= WORK ORDER =
Repeat the records below exactly as they appear.

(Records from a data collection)
Content starts

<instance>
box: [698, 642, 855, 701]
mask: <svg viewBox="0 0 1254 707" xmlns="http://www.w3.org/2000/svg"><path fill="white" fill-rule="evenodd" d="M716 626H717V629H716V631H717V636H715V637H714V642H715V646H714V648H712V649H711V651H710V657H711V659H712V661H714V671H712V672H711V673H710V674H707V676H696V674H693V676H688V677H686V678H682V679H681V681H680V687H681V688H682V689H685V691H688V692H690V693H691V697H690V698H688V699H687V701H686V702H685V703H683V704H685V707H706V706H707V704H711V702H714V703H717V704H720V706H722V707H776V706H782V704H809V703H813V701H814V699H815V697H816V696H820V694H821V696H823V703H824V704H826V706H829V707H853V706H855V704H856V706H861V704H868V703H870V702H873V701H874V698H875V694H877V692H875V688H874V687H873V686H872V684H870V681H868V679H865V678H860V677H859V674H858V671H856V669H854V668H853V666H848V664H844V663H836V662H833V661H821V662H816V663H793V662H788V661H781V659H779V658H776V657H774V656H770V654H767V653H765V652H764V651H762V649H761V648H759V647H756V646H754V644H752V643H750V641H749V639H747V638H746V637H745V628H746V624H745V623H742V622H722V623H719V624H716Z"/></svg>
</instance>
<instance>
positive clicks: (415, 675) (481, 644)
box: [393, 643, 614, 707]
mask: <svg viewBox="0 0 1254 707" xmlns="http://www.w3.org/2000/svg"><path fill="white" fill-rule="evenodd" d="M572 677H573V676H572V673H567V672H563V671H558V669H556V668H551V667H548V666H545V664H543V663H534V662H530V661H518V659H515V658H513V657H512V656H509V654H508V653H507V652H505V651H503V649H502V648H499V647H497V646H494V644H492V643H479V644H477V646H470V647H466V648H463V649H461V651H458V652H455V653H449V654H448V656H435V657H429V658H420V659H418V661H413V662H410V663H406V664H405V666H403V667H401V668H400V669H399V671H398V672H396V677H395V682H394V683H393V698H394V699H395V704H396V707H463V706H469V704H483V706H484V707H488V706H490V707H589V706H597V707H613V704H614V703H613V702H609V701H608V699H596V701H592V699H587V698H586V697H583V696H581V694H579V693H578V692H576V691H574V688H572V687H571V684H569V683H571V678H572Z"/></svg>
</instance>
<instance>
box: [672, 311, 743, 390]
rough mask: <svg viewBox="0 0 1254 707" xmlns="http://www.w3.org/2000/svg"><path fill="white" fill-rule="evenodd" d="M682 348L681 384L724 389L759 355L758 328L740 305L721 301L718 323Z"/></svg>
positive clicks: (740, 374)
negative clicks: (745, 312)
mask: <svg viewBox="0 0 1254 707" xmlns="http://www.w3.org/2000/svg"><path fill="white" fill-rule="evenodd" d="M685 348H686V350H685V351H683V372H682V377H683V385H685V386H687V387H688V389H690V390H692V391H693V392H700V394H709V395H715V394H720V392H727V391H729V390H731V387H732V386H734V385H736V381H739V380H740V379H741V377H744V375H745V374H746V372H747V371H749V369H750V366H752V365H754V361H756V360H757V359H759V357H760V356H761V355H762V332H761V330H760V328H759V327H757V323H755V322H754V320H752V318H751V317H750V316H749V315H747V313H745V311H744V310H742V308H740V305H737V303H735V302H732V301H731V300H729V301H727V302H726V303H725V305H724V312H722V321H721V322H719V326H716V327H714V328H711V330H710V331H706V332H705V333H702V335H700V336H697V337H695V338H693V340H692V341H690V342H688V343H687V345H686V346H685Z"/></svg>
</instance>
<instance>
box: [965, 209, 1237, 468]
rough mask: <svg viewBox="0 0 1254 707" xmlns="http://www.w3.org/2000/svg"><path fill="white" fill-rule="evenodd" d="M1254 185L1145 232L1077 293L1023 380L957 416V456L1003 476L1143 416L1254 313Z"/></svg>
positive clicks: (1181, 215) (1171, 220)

Content ends

= YOUR RESPONSE =
<instance>
box: [698, 642, 855, 701]
mask: <svg viewBox="0 0 1254 707" xmlns="http://www.w3.org/2000/svg"><path fill="white" fill-rule="evenodd" d="M716 626H717V629H716V631H717V636H715V637H714V642H715V646H714V648H712V649H711V651H710V657H711V659H712V661H714V671H712V672H711V673H710V674H707V676H696V674H693V676H688V677H686V678H682V679H681V681H680V687H681V688H682V689H685V691H688V692H690V693H691V697H690V698H688V699H687V701H686V702H685V703H683V704H685V707H706V706H707V704H711V702H714V703H717V704H720V706H722V707H776V706H782V704H809V703H813V701H814V699H815V697H816V696H820V694H821V696H823V703H824V704H826V706H829V707H853V706H855V704H856V706H861V704H868V703H870V702H873V701H874V698H875V694H877V692H875V688H874V687H873V686H872V684H870V681H868V679H865V678H860V677H859V674H858V671H856V669H854V668H853V666H848V664H844V663H836V662H833V661H821V662H816V663H793V662H788V661H781V659H779V658H776V657H774V656H770V654H767V653H765V652H764V651H762V649H761V648H759V647H756V646H754V644H752V643H750V641H749V639H747V638H746V637H745V628H746V624H745V623H742V622H722V623H719V624H716Z"/></svg>
</instance>
<instance>
positive clicks: (415, 675) (481, 644)
box: [393, 643, 614, 707]
mask: <svg viewBox="0 0 1254 707" xmlns="http://www.w3.org/2000/svg"><path fill="white" fill-rule="evenodd" d="M572 677H573V676H572V673H567V672H563V671H558V669H556V668H551V667H548V666H545V664H543V663H534V662H530V661H518V659H515V658H513V657H512V656H509V654H508V653H507V652H505V651H503V649H502V648H499V647H497V646H494V644H492V643H479V644H477V646H470V647H466V648H463V649H461V651H458V652H455V653H449V654H448V656H435V657H429V658H420V659H418V661H413V662H410V663H406V664H405V666H403V667H401V668H400V669H399V671H398V672H396V677H395V682H394V683H393V698H394V699H395V704H396V707H463V706H469V704H483V706H484V707H488V706H490V707H589V706H597V707H613V704H614V703H613V702H609V701H608V699H596V701H592V699H587V698H586V697H583V696H581V694H579V693H578V692H576V691H574V688H572V687H571V684H569V683H571V678H572Z"/></svg>
</instance>
<instance>
box: [672, 311, 743, 390]
rough mask: <svg viewBox="0 0 1254 707" xmlns="http://www.w3.org/2000/svg"><path fill="white" fill-rule="evenodd" d="M682 348L681 384L724 389L759 355L758 328L740 305L721 301L718 323Z"/></svg>
positive clicks: (740, 374)
negative clicks: (745, 312)
mask: <svg viewBox="0 0 1254 707" xmlns="http://www.w3.org/2000/svg"><path fill="white" fill-rule="evenodd" d="M685 348H686V350H685V351H683V372H682V377H683V385H685V386H687V387H688V389H690V390H692V391H693V392H700V394H709V395H715V394H720V392H727V391H729V390H731V387H732V386H734V385H736V381H739V380H740V379H741V377H744V375H745V374H746V372H747V371H749V369H750V366H752V365H754V361H756V360H757V359H759V357H760V356H761V355H762V332H761V330H760V328H759V327H757V323H755V322H754V320H752V318H751V317H750V316H749V315H747V313H745V311H744V310H742V308H740V305H737V303H735V302H732V301H731V300H729V301H727V302H726V303H725V305H724V312H722V321H721V322H719V326H716V327H714V328H711V330H710V331H706V332H705V333H702V335H700V336H697V337H695V338H693V340H692V341H690V342H688V343H687V345H686V346H685Z"/></svg>
</instance>
<instance>
box: [965, 209, 1237, 468]
rough mask: <svg viewBox="0 0 1254 707" xmlns="http://www.w3.org/2000/svg"><path fill="white" fill-rule="evenodd" d="M1254 185L1145 232L1077 293L1023 380L957 416V456L1003 476L1143 416L1254 313Z"/></svg>
positive clicks: (1181, 215) (1171, 220)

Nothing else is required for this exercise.